WHAT IS EXPECTED.
Transcribe the lines of the records starting with the one that has "yellow green leaf?" in it and ending with the last, and transcribe nothing else.
== DATA SECTION
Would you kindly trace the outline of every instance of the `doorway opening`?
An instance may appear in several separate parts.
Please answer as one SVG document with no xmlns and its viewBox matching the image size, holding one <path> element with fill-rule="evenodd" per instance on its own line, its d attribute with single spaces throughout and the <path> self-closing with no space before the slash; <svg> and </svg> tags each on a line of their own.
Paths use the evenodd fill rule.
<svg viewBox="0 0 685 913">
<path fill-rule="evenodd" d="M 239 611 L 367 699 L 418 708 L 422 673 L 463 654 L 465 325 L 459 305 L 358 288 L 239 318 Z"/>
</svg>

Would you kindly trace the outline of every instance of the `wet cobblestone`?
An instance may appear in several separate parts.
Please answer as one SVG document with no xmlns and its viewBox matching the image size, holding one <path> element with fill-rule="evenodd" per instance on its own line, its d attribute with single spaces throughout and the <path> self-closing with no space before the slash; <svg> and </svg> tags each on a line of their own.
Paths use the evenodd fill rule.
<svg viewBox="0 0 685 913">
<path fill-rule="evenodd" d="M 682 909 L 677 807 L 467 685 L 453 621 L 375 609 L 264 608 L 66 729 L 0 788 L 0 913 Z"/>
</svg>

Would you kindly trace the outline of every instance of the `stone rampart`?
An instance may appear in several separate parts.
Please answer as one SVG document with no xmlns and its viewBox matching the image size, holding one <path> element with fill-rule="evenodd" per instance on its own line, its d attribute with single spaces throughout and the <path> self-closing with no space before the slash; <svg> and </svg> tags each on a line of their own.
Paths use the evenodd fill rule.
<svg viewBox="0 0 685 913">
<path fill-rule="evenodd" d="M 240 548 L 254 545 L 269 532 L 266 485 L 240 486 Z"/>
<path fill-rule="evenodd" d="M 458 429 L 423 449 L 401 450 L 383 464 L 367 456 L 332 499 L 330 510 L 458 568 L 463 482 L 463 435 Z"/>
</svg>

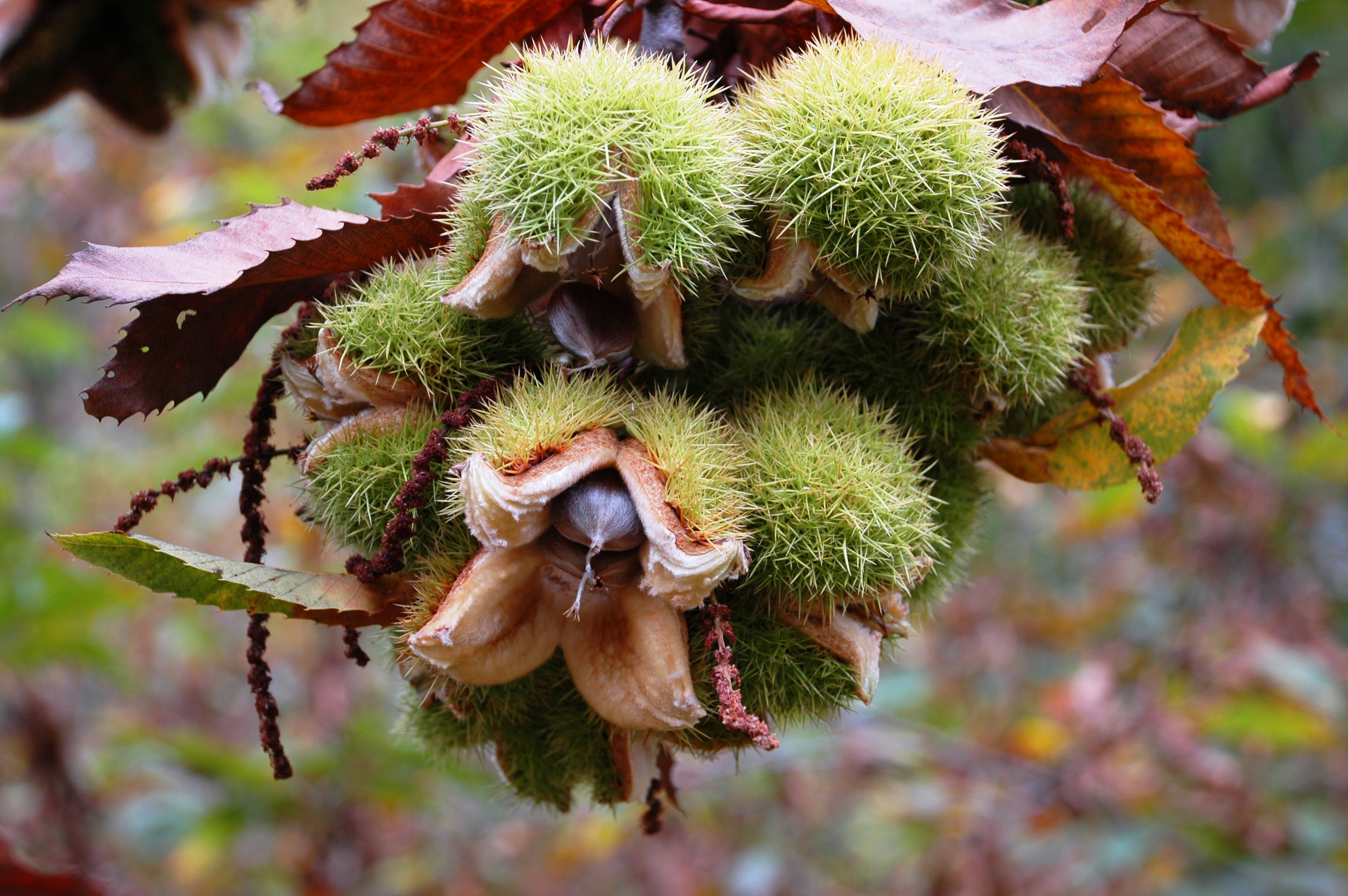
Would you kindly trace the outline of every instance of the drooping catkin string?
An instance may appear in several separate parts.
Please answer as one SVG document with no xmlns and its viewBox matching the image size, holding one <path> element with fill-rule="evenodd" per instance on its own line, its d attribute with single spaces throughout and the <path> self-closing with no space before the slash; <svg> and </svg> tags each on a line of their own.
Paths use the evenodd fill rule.
<svg viewBox="0 0 1348 896">
<path fill-rule="evenodd" d="M 412 474 L 403 482 L 394 499 L 394 519 L 384 527 L 379 540 L 379 551 L 367 559 L 359 554 L 346 558 L 346 571 L 361 582 L 373 582 L 380 575 L 400 571 L 407 562 L 406 547 L 417 531 L 417 511 L 430 503 L 431 488 L 435 485 L 434 466 L 449 457 L 446 435 L 450 430 L 468 426 L 473 414 L 496 396 L 500 380 L 483 380 L 458 400 L 458 407 L 439 415 L 441 427 L 431 430 L 426 445 L 412 458 Z"/>
<path fill-rule="evenodd" d="M 468 123 L 454 113 L 450 113 L 449 117 L 441 119 L 439 121 L 431 121 L 430 116 L 423 115 L 417 121 L 404 124 L 400 128 L 379 128 L 369 136 L 368 140 L 365 140 L 364 144 L 361 144 L 359 155 L 355 152 L 342 152 L 332 171 L 321 174 L 317 178 L 310 178 L 309 183 L 305 185 L 305 189 L 332 189 L 337 186 L 337 182 L 341 178 L 359 171 L 360 166 L 365 163 L 365 159 L 379 158 L 386 148 L 396 150 L 398 144 L 403 140 L 407 140 L 408 143 L 415 141 L 421 146 L 426 140 L 437 137 L 441 128 L 445 128 L 460 137 L 468 133 Z"/>
<path fill-rule="evenodd" d="M 1016 167 L 1015 172 L 1026 181 L 1037 181 L 1049 187 L 1053 198 L 1058 201 L 1058 232 L 1064 240 L 1073 240 L 1077 236 L 1077 207 L 1072 202 L 1068 190 L 1068 181 L 1062 174 L 1062 166 L 1049 162 L 1043 150 L 1026 146 L 1022 140 L 1007 140 L 1006 154 L 1012 159 L 1019 159 L 1024 164 Z"/>
<path fill-rule="evenodd" d="M 721 724 L 732 732 L 748 734 L 755 746 L 766 750 L 776 749 L 780 745 L 776 736 L 768 729 L 767 722 L 744 709 L 744 699 L 740 697 L 740 670 L 735 667 L 735 659 L 731 656 L 731 645 L 735 643 L 731 608 L 725 604 L 708 604 L 702 609 L 702 625 L 706 628 L 704 647 L 706 649 L 716 647 L 712 682 L 716 684 Z"/>
<path fill-rule="evenodd" d="M 263 492 L 263 484 L 272 459 L 270 451 L 272 423 L 276 419 L 276 399 L 286 389 L 280 375 L 280 358 L 287 342 L 299 335 L 313 317 L 313 303 L 302 303 L 295 322 L 282 333 L 280 341 L 272 350 L 271 365 L 262 375 L 257 396 L 248 411 L 244 455 L 239 461 L 239 472 L 243 477 L 239 488 L 239 512 L 244 517 L 239 536 L 244 543 L 244 562 L 247 563 L 262 563 L 263 554 L 267 552 L 267 523 L 262 516 L 262 503 L 267 497 Z M 257 710 L 257 734 L 263 752 L 271 760 L 272 776 L 276 780 L 283 780 L 290 777 L 294 771 L 286 757 L 286 748 L 280 742 L 280 726 L 276 724 L 280 707 L 276 706 L 276 698 L 271 693 L 271 667 L 267 664 L 266 656 L 268 635 L 267 613 L 251 613 L 248 616 L 248 686 L 253 693 L 253 709 Z"/>
</svg>

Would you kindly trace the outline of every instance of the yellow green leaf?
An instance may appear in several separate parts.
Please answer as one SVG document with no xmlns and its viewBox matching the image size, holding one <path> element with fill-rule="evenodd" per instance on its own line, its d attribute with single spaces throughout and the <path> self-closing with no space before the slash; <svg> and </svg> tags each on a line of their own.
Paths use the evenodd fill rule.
====
WRITTEN REPLY.
Would you kindly trace the outline of every instance of the yellow green leaf?
An instance may appear in several separate parts.
Please answer as one SVG document with no xmlns and its viewBox matching the image size, holding one <path> element with fill-rule="evenodd" per instance on its own line, its d attribute with single spaces throughout and the <path> self-closing with no space before the slash; <svg> and </svg> tags each on a line of their own.
Paths use the evenodd fill rule.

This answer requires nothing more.